> **Soal a**:
Jawab pertanyaan berikut berdasarkan tulisan tentang produksi budaya di bawah.
(i) Di jurnal apa dan kapan tulisan itu dimuat?
(ii) Menurut tulisan itu, apa yang lebih disukai daripada membayangkan milenearisme?
(iii) Di mana realisasi konkret sinergi negara dengan tema-tema tersebut?

> **Teks ekstraksi**:
Selasa, 01 Februari 2011

Produksi Budaya, Orisinalitas, Dan Selera Kolektif

Nu’man ‘Zeus’ Anggara
Jurnal Jombangana, Nov 2010

Mengetengahkan persoalan bagaimana kegiatan keseharian sebagai reperesentasi konsumsi narasi menjadi sesuatu yang sedang mengalami masa pasang. Setelah ilmu sosial menampilkan tema-tema gigantis tentang kuasa politik sebagai satuan utama dalam mencari kualitas kebebasan manusia, berganti menjadi pembahasan yang berkaitan dengan kedekatan antar personal dengan kelengkapan-kelengkapan simbolisnya. Peristiwa yang terjadi dalam rentang waktu yang pendek lebih disukai daripada membayangkan milenearisme, tindakan yang berhubungan dengan benda-benda dan logika keseharian yang akrab menjadi lebih penting daripada membayangkan konsep-konsep yang tidak dapat diraba langsung. Ini bukan sebuah gejala posmodernisme, melainkan kebutuhan untuk bereaksi langsung dengan ekonomi tanda menjadi sesuatu yang tidak dapat ditunda. Bahkan negara yang tidak ingin kehilangan popularitasnya harus bersinergi dengan tema-tema seperti ini, realisasi kongkritnya ada pada kebijakan publik.

> **Soal b**: Salin persis baris-baris entri di bawah, mulai dari baris pertama entri sampai dengan baris yang memuat "[[101, 57]]", termasuk kedua ujungnya. Gambar tidak perlu disertakan dalam jawaban.

> **Bahan tersedia**:

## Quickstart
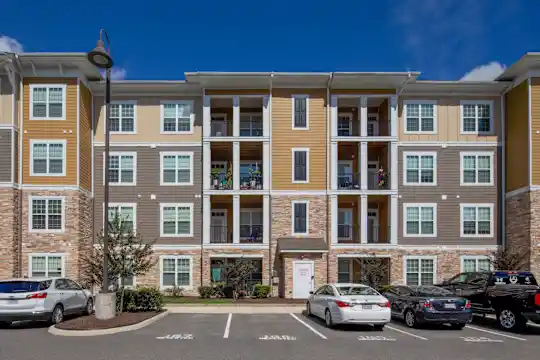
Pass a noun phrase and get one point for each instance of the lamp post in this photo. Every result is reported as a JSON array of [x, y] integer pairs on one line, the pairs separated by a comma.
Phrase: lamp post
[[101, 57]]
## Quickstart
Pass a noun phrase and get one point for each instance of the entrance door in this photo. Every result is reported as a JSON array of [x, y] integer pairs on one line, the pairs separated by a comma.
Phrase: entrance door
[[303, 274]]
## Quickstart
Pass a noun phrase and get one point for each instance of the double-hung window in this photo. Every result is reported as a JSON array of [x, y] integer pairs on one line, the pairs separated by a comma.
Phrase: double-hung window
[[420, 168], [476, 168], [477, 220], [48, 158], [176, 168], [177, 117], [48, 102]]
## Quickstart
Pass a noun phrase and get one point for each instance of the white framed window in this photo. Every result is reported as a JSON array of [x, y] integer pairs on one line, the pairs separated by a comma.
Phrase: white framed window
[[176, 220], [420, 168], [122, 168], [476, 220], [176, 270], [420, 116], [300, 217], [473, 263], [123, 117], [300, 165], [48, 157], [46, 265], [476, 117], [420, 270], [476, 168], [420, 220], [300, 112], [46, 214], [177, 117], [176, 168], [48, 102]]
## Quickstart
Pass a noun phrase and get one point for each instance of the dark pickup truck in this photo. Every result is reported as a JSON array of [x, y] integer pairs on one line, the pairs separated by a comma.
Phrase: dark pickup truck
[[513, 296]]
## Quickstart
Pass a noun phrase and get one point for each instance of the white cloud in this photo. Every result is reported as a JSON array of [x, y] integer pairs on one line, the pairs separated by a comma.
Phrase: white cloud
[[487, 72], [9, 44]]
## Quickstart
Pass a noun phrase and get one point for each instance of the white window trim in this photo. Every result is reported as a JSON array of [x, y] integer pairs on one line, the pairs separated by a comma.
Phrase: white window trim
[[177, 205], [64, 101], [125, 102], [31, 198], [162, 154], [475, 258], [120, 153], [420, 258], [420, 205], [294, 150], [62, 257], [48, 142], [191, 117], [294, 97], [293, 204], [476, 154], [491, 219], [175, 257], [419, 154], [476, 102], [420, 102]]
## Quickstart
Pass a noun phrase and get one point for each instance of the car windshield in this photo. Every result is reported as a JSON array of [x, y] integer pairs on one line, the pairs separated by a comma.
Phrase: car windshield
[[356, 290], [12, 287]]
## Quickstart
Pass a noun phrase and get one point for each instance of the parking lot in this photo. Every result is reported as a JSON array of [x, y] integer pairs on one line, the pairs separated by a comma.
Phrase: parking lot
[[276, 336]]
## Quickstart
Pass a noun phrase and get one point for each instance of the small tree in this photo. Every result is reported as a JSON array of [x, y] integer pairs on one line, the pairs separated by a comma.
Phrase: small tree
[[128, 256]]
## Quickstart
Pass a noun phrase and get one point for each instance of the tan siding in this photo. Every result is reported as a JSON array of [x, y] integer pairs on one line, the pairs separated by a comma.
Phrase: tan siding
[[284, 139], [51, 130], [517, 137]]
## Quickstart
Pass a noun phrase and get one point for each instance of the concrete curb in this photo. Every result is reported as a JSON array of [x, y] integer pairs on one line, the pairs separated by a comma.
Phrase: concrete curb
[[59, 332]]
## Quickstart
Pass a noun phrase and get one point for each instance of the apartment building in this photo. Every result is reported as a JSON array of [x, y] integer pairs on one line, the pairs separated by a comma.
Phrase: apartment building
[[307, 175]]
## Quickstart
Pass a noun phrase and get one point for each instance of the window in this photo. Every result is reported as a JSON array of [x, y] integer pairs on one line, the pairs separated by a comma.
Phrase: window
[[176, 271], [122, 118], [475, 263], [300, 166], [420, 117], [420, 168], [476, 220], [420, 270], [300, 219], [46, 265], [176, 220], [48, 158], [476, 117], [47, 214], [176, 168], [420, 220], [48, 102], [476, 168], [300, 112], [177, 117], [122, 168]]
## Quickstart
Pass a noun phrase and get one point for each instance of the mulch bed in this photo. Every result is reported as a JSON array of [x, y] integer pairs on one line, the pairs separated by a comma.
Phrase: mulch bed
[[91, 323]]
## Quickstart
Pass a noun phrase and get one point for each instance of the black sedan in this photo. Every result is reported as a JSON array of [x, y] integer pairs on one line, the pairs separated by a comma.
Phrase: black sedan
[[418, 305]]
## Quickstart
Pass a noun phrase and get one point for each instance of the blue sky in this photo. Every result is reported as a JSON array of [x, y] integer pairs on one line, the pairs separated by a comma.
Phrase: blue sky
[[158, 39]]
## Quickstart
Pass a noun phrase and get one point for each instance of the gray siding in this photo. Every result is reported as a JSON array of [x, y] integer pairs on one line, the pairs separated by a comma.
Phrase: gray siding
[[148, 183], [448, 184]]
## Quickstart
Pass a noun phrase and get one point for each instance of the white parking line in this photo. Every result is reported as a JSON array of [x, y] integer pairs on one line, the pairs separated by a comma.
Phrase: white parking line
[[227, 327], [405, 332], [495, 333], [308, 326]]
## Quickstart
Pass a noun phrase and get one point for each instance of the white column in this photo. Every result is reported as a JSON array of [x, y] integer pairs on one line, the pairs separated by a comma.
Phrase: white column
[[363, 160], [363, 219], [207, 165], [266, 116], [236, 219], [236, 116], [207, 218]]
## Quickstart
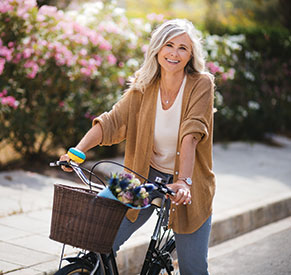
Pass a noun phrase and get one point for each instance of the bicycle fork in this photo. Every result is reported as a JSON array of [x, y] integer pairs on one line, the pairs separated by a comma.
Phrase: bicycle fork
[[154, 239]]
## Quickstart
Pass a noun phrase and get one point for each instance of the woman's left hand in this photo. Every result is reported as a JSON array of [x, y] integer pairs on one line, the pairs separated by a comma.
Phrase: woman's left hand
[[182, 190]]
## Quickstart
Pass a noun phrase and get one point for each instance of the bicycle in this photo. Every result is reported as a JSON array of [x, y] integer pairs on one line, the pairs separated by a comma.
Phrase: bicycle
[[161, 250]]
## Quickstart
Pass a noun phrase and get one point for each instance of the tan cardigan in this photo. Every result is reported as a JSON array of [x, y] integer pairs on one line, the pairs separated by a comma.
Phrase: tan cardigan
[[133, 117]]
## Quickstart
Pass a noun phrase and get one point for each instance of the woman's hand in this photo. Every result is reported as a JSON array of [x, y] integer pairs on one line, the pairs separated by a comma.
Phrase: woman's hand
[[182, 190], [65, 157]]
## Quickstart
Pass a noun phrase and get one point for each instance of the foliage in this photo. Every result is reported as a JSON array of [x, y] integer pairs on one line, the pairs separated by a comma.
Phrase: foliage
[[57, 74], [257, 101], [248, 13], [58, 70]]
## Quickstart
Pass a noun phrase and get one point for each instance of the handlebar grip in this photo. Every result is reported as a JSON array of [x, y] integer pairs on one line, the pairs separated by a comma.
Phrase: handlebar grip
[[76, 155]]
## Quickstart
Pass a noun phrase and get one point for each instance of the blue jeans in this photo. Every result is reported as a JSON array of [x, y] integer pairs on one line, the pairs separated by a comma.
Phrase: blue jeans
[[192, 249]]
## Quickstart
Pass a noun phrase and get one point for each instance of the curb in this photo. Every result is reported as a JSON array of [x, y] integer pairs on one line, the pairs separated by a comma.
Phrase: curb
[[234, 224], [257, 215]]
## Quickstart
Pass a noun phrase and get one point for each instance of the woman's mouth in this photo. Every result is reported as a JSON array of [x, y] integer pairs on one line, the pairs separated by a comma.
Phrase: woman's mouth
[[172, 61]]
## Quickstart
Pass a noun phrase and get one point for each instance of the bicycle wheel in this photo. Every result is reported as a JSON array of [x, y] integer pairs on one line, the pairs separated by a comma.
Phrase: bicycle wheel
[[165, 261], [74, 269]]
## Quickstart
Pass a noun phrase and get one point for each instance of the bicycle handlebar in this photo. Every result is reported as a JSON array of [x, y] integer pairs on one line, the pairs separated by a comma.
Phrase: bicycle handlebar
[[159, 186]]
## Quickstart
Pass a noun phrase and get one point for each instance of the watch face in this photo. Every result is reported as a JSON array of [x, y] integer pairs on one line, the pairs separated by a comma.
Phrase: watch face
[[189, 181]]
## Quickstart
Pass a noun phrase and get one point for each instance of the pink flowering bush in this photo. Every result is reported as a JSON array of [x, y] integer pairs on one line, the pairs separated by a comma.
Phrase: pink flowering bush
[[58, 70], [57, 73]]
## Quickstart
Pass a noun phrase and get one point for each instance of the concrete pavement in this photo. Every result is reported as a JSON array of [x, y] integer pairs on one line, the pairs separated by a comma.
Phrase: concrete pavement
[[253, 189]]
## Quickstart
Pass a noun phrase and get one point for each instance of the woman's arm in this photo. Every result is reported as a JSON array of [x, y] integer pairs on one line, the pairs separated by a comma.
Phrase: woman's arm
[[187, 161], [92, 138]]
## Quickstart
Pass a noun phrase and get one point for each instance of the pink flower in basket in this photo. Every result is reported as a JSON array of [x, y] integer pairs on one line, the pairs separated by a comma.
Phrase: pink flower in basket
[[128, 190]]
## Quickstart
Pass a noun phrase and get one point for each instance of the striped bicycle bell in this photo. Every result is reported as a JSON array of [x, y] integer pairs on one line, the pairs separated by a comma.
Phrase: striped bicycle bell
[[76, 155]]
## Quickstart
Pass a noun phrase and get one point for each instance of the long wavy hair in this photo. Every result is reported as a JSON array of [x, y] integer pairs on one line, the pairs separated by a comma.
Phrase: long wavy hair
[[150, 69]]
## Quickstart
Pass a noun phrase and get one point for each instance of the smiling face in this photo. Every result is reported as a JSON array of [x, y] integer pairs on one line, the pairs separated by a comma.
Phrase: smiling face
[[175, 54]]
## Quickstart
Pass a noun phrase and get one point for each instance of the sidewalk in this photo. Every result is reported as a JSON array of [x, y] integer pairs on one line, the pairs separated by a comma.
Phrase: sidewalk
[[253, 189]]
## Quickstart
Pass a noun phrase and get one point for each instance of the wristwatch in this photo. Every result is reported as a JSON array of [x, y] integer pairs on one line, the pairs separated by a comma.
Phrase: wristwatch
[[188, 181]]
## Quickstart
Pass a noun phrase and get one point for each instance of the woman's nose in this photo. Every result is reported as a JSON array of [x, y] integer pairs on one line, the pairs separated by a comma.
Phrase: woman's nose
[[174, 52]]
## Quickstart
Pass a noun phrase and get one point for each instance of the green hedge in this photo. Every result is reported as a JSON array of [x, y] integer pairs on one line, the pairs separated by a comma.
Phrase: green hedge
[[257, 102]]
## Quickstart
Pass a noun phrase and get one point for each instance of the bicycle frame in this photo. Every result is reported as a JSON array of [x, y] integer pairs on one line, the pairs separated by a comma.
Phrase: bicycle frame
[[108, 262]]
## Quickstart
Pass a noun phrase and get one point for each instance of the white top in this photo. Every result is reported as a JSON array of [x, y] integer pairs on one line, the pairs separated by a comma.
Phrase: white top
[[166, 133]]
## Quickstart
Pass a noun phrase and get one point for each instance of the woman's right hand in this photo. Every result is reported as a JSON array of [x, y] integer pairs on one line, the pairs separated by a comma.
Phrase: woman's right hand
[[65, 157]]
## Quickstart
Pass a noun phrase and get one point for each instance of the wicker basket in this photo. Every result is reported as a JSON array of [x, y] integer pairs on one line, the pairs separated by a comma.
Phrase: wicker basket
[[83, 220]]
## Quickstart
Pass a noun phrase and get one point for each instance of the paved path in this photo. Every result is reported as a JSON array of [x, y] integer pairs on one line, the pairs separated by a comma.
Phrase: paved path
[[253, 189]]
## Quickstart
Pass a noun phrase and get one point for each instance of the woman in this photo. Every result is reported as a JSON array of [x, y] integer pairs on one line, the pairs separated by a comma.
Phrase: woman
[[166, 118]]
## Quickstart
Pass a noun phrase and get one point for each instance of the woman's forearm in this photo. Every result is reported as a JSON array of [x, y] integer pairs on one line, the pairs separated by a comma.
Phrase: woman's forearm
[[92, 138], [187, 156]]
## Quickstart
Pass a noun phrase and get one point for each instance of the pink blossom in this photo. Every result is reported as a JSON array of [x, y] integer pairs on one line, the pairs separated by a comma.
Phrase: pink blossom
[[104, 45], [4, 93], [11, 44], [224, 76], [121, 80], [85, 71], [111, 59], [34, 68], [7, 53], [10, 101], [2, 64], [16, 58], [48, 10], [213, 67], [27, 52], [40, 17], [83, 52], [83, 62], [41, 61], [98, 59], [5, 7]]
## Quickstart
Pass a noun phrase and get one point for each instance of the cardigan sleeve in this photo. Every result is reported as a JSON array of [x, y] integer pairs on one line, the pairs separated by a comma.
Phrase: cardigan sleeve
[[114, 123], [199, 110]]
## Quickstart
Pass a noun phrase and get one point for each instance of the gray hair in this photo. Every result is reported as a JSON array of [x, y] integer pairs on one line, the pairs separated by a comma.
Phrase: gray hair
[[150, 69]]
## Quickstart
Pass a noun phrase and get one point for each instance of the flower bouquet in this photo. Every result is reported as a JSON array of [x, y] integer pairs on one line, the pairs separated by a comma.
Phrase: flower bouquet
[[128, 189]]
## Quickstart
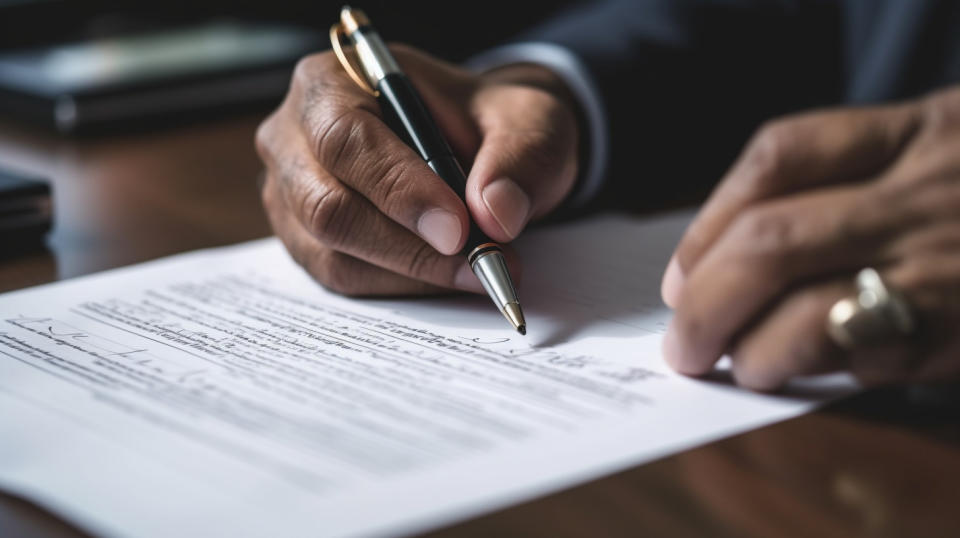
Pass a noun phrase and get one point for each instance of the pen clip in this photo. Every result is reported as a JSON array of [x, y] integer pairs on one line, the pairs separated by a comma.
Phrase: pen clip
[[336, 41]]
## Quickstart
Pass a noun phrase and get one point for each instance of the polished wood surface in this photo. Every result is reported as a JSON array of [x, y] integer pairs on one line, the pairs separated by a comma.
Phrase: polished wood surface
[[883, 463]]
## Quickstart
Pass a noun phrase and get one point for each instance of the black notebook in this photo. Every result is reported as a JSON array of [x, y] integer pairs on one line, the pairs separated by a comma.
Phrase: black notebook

> **Jawaban a**:
(i) Jurnal Jombangana, November 2010.
(ii) Peristiwa yang terjadi dalam rentang waktu yang pendek.
(iii) Pada kebijakan publik.

> **Jawaban b**:
## Quickstart
Pass a noun phrase and get one point for each instance of the lamp post in this photo. Every result is reported as a JSON array of [x, y] integer pairs on one line, the pairs separated by a comma.
Phrase: lamp post
[[101, 57]]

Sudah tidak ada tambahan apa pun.